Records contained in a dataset
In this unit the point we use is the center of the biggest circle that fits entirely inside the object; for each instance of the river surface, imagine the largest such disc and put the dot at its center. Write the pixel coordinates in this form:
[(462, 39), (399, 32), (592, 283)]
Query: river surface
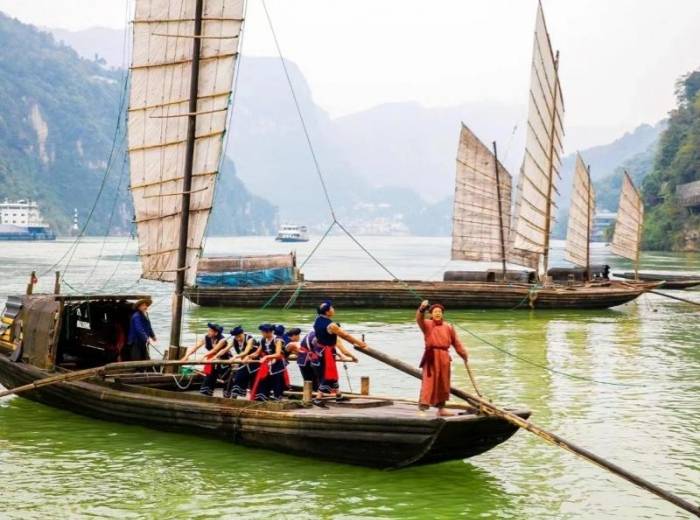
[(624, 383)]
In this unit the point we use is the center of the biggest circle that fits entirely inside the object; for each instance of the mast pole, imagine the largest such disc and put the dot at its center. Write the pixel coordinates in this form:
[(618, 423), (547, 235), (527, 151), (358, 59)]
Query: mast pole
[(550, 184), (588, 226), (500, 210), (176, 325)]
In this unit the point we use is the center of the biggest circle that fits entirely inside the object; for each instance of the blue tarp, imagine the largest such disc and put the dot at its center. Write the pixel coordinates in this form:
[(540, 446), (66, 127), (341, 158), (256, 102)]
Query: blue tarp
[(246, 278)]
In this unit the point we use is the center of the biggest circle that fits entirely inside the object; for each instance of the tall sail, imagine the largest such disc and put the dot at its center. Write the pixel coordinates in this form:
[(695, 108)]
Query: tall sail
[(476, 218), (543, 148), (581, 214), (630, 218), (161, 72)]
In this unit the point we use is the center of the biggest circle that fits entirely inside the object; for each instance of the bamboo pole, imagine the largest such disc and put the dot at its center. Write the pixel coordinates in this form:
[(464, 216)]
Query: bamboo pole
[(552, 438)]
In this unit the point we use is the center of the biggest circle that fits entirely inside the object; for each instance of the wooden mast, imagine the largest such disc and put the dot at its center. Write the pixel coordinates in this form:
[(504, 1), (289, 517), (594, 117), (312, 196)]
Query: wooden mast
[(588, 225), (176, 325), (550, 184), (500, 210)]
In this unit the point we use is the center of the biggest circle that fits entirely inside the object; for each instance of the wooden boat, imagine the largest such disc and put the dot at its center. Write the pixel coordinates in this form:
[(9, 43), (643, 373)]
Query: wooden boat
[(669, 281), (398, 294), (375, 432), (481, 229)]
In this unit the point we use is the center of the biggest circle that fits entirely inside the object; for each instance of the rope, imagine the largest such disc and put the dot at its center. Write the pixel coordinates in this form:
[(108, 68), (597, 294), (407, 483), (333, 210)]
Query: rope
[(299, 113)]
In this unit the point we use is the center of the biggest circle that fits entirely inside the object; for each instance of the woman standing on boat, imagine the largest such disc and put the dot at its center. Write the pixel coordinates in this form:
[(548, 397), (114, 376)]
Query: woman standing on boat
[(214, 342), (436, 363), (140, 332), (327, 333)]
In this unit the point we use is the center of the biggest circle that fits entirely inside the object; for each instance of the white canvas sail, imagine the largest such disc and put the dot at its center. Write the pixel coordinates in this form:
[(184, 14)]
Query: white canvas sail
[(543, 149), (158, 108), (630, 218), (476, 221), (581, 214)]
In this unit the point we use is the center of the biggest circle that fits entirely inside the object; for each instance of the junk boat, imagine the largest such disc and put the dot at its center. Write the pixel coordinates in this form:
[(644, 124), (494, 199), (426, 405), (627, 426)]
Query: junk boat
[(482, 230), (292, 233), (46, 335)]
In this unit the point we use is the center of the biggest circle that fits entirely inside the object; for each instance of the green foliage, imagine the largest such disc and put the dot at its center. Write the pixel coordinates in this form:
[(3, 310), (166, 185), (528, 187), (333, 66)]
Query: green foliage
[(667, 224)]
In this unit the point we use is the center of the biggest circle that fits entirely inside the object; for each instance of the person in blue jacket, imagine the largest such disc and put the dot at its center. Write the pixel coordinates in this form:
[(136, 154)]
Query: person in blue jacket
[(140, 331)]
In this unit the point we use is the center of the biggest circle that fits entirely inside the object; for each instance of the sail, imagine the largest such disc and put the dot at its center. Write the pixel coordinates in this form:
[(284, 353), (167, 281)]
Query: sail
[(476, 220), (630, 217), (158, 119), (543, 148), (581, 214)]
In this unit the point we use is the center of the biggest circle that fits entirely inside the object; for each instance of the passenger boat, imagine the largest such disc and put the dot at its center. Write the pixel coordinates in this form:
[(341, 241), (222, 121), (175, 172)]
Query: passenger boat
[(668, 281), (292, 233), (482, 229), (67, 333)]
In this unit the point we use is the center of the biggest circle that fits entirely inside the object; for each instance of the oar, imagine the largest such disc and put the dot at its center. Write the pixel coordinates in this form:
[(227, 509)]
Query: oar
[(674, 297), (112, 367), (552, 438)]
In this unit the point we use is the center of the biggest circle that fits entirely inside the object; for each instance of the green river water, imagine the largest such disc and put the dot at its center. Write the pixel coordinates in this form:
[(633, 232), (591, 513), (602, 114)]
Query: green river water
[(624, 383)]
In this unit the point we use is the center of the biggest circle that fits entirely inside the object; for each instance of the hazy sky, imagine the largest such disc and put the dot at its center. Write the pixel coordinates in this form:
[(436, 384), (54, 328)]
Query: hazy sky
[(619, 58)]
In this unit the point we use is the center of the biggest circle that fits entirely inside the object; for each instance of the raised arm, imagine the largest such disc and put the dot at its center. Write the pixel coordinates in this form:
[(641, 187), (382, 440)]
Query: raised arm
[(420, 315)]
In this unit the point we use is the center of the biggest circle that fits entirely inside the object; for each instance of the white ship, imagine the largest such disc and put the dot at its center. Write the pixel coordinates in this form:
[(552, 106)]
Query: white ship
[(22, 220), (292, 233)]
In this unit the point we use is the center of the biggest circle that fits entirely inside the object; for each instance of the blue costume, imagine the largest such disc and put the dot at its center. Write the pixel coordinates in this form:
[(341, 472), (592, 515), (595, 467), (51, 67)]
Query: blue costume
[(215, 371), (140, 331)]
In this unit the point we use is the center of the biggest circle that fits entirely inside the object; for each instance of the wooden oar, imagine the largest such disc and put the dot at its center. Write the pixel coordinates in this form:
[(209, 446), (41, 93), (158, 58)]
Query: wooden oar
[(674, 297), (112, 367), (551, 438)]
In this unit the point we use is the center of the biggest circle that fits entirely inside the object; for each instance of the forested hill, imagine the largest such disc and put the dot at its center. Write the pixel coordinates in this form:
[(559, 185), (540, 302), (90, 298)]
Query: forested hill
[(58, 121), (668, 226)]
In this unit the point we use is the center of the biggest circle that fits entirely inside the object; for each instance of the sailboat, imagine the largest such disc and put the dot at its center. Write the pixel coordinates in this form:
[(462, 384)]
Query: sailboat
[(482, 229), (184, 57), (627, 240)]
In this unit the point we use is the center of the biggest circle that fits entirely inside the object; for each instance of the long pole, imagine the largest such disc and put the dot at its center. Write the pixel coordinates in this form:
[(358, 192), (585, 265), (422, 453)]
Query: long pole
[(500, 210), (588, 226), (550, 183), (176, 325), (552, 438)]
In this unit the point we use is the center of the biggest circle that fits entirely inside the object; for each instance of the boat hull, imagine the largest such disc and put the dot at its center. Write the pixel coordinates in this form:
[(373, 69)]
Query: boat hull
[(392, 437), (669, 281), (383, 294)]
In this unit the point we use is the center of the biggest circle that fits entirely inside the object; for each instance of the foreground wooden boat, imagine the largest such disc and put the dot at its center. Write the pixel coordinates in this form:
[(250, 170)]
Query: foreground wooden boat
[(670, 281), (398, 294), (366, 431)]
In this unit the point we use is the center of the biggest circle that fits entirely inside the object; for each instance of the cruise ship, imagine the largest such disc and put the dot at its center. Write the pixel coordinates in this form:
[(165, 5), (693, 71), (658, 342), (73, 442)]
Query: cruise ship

INSTRUCTIONS TO FOLLOW
Without copying any images, transcribe the records exactly as they stand.

SOLUTION FOR THIS TASK
In this unit the point we use is the center of the biggest circle that fits entirely inside the object; for each instance of the river surface, imagine the largest such disc and put the dot at its center. Write the pixel coordinates in this form:
[(462, 39), (399, 32), (592, 283)]
Query: river surface
[(624, 383)]
In this unit the point we use is the center of the biggest circle that fits entirely inside the object; for each instance of the mast pole, imagine the largest such disc and put the dot at its center. Write the pixel coordinates in this form:
[(618, 423), (547, 235), (527, 151), (358, 59)]
Query: mast pole
[(550, 184), (588, 226), (500, 210), (176, 325)]
In this unit the point we use is the center of the biggest circle that fits entirely inside the object; for each instance of the blue tarp, imagine the largest such disc and put the dot at its center. Write the pixel coordinates in this form:
[(540, 446), (66, 127), (341, 158), (256, 102)]
Query: blue tarp
[(246, 278)]
In this unit the point we use is the center of the biggest circle that fits entirely inside the object; for each instance of the tall sail, imagine the largest such disc and put the dot at its center. Write the pixel coordinates in this form:
[(695, 108)]
Query: tall sail
[(476, 218), (543, 148), (581, 214), (630, 218), (161, 72)]
In this unit the point we use is the center of the biggest circle that fits entirely inside the object; for each instance of the bamboo pole, imagine the largest such disc and put the dot at its center. Write the pixel coordinates in this form:
[(464, 216)]
Query: bamboo pole
[(552, 438)]
In this unit the point we use is the center of the biggest circle that fits entirely inside the object; for each instance of the wooden mast, imagine the largest such disc and put the dot at its center. Write the pixel coordinates in this form:
[(504, 1), (289, 517), (594, 117), (312, 196)]
Query: wooden mast
[(588, 225), (176, 325), (550, 184), (500, 210)]
In this unit the point we use is the center of the biggest circle that fits entirely inside the object; for each instance of the wooden boat, imagine the largest such disc and put the dot at its center. Write the pixel coordinates in this form:
[(9, 43), (643, 373)]
Query: wooden boat
[(669, 281), (398, 294), (375, 432), (481, 229)]
In this unit the point we use is the center of the biggest circle that fits entirely inside the object; for each instance of the rope, imagine the largest such disc and put the dot at its center. Write the pixel coordinates in this form:
[(108, 68), (597, 294), (407, 483), (333, 210)]
Query: rope
[(299, 113)]
In this unit the point we use is the center of the biggest circle that fits entirely inside the object; for each instance of the woman standing on boat, imagine the largest such disc and put the dot at its center. Write the pixel coordinates in this form:
[(548, 397), (114, 376)]
Query: woman standing on boat
[(214, 342), (436, 363), (140, 332), (327, 333)]
In this unit the point we use is the center of the biggest circle that fits entirely inside the object; for each instance of the white canvas sail, imagine the largest such disc and put the dot at its center. Write the pixel coordinates in this form:
[(184, 14)]
Query: white canvas sail
[(543, 149), (158, 108), (630, 218), (476, 221), (581, 214)]
In this unit the point we use is the center of the biggest circle that fits entirely inside the object; for each instance of the junk boat, imagine the largest such disc and put the dot at its center. Write the pixel coordinates in this form:
[(644, 124), (494, 199), (426, 405), (627, 426)]
Query: junk boat
[(482, 230), (292, 233), (46, 335)]
In this unit the point we use is the center of the biggest circle that fits entirely inside the object; for each instance of the green foliage, imagine the largest such disc and put the dot at its center. Write the pixel coordinates in this form:
[(3, 310), (166, 185), (528, 187), (333, 66)]
Query: green foliage
[(667, 224)]
In this unit the point we use is the center of the biggest circle that fits entirely inside the object; for each instance of the person in blue jacket, imagine the largest such disc and put the dot at its center. Write the pixel coordinates in this form:
[(136, 154)]
Query: person in blue jacket
[(140, 331)]
In this unit the point we use is the center of the biggest circle that fits entirely inside the object; for each instance of the sail, imagine the largest such disc and put the dot at its center. Write the pixel coordinates in this form:
[(284, 353), (167, 281)]
Query: sail
[(476, 220), (630, 217), (158, 119), (543, 148), (581, 214)]
In this unit the point we use is the center of the biggest circle that fits entirely inside the object; for each instance of the passenger boat, imagine the largest such disc and put the dot at its center. Write the pixel coordinates in this form:
[(341, 241), (222, 121), (175, 172)]
Query: passenger boat
[(668, 281), (292, 233), (482, 229), (67, 333)]
In this unit the point we use is the center of the biggest circle that fits entirely inside the object; for each instance of the oar, imagine the largest such disc and put the dot at its center. Write the pixel coordinates in this form:
[(227, 509)]
Query: oar
[(674, 297), (112, 367), (552, 438)]
In this unit the point we use is the center of the biggest circle that fits entirely inside the object; for each instance of the green river water, imagine the largest such disc and put the dot at its center. Write the pixel coordinates in this form:
[(633, 232), (591, 513), (602, 114)]
Query: green river water
[(624, 383)]
In this unit the point we use is the center of the biggest circle that fits entirely inside the object; for each instance of the hazy sky, imagine the largest such disc and put the dot at its center. Write the pixel coordinates in this form:
[(436, 384), (54, 328)]
Query: hazy sky
[(619, 58)]
In this unit the point we use is the center of the biggest circle that fits entirely inside the object; for each instance of the raised arm, imagine the largest such disc and put the dot at its center. Write the pixel coordinates in this form:
[(641, 187), (382, 440)]
Query: raised arm
[(420, 315)]
In this unit the point we use is the center of the biggest circle that fits entirely inside the object; for each instance of the white ship, imagine the largest such disc and put the dot at its center. Write the pixel coordinates in this form:
[(552, 106)]
Query: white ship
[(22, 220), (292, 233)]
In this unit the point we use is the center of the biggest circle that fits entirely inside the object; for each instance of the blue costume, imagine the largest such disc and put the dot at its center. Write the pixel coordinates in this form:
[(341, 472), (592, 515), (595, 467), (51, 67)]
Query: blue costume
[(215, 371), (140, 331)]
In this unit the point we use is the center of the biggest circle that fits entirely inside the object; for each instance of the wooden oar, imagine the largest such disc and put the dot at its center. Write the pixel coordinates in this form:
[(209, 446), (41, 93), (158, 58)]
Query: wooden oar
[(674, 297), (112, 367), (551, 438)]
In this unit the point we use is the center of the biggest circle that fits entirely inside the object; for each instance of the forested hill, imagine the largest such disc and put the dot at its center. Write the pixel coordinates in this form:
[(559, 185), (540, 302), (90, 298)]
Query: forested hill
[(58, 121), (668, 226)]
In this unit the point we use is the center of the biggest circle that fits entirely inside the object; for each instance of the sailboat, imagine the largest such disc and put the dot at its center. Write the pixel coordinates in this form:
[(462, 384)]
Query: sailboat
[(482, 229), (184, 57), (627, 240)]
In this unit the point we use is the center of the biggest circle that fits entirely inside the object; for each instance of the long pole, imagine the largest such disc and put the dot at its center. Write the pixel coordinates in this form:
[(358, 192), (585, 265), (422, 453)]
Query: long pole
[(500, 210), (588, 226), (550, 183), (176, 325), (552, 438)]
In this unit the point we use is the center of the biggest circle that fits entirely inside the object; for each instance of the boat hull, imagine the largest such disc and put the dot at its center. Write the pixel coordinates in this form:
[(373, 69)]
Query: boat hull
[(392, 437), (669, 281), (383, 294)]
In this unit the point we use is the center of the biggest circle that fits entirely inside the object; for each instance of the foreground wooden boat, imagine the largest such disc and put the dot at its center. Write the pixel coordinates in this form:
[(250, 170)]
Query: foreground wooden boat
[(670, 281), (398, 294), (366, 431)]
In this unit the point we use is the center of the biggest circle that fits entirely inside the object; for each instance of the cruise ship, imagine the largest such disc and put the dot at its center. Write the pixel coordinates in this form:
[(165, 5), (693, 71), (658, 342), (73, 442)]
Query: cruise ship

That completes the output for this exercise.